## Selected passage
· · · · ·

Tens of thousands of duplicate image files are sitting inside Canberra's public sector digital archives, quietly inflating storage costs and slowing down the systems that government workers depend on every day. The problem isn't new, but the scale of it — now measurable in ways that weren't possible five years ago — is forcing a reckoning for agencies, universities, and local institutions alike.
The timing matters. The ACT government's Digital Strategy, which set out data management benchmarks through 2025, has now reached its review window. At the same time, federal departments headquartered on Northbourne Avenue and around the Parliamentary Triangle are under pressure from the Australian National Audit Office to demonstrate tighter information governance. Duplicate imagery — a mundane but expensive byproduct of large organisations sharing files across teams — has emerged as a concrete, quantifiable target.

· · · · ·

[Stored items]
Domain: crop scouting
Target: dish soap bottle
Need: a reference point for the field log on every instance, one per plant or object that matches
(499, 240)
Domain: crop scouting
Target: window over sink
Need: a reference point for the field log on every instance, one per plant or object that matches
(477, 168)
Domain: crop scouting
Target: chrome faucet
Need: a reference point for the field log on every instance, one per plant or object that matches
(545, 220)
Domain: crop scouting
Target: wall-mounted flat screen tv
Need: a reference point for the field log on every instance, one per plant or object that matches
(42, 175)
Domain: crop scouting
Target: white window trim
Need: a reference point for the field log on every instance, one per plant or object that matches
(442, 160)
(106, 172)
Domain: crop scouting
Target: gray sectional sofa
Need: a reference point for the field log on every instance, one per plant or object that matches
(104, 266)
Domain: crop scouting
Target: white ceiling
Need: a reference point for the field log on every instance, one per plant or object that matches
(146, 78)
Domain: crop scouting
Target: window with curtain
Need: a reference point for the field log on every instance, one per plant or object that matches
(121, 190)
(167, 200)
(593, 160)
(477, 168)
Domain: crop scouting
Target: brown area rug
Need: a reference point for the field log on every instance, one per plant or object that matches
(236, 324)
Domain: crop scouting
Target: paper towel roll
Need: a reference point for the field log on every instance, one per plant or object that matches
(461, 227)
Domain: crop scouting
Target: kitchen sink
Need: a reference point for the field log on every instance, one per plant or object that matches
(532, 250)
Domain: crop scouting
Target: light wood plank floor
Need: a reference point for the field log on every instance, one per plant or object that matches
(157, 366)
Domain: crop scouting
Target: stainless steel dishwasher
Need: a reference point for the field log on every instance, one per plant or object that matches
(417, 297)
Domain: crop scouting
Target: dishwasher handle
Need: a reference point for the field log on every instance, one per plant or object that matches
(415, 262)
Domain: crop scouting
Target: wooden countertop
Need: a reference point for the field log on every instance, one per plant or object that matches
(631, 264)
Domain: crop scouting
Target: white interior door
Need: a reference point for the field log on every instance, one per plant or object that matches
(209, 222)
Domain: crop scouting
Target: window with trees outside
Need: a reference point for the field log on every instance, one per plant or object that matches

· · · · ·

## Required actions
- 1) Retype the part of the passage on duplicate government images that opens with the words containing "Tens of thousands" and closes with "local institutions alike.".
- 2) According to the passage on duplicate government images, which body is pressing federal departments to show tighter information governance?
- 3) Carry on with the passage on duplicate government images from its final sentence.

## Responses for each task
- 1)
Tens of thousands of duplicate image files are sitting inside Canberra's public sector digital archives, quietly inflating storage costs and slowing down the systems that government workers depend on every day. The problem isn't new, but the scale of it — now measurable in ways that weren't possible five years ago — is forcing a reckoning for agencies, universities, and local institutions alike.

- 2) The Australian National Audit Office.

- 3)
What the Numbers Actually Show
Industry benchmarks published by data management consultancies suggest that between 20 and 30 percent of files stored in large organisational repositories are exact or near-exact duplicates. Apply that to a mid-sized federal agency with 10 terabytes of image storage — a conservative estimate for departments with communications, HR, and policy teams all uploading imagery independently — and you're looking at 2 to 3 terabytes of redundant data. At current enterprise cloud storage rates in Australia, which sit around $30 to $50 per terabyte per month depending on the provider and contract, even a single agency could be spending $1,000 or more annually on storage that does nothing but replicate files already held elsewhere on the same system.
The Australian National University on Acton Peninsula and the University of Canberra at Bruce both operate large digital asset management systems for research imagery, campus photography, and publication libraries. Academic institutions of their size routinely accumulate duplicate image sets when researchers work across departments or when project handovers happen without proper file hygiene protocols. A 2023 report by the Australasian Research Data Commons — which funds infrastructure used by both ANU and UC — identified redundant file storage as one of the top three avoidable costs in research data management, though it did not publish institution-specific figures.
For the ACT government's own digital holdings, the problem intersects with the Territory Records Act 2002, which requires agencies to maintain accessible, well-organised records. Duplicate files aren't just a storage cost — they create compliance risk. If an agency holds three versions of the same photograph with different metadata tags, determining which is the authoritative record takes staff time and, occasionally, legal advice.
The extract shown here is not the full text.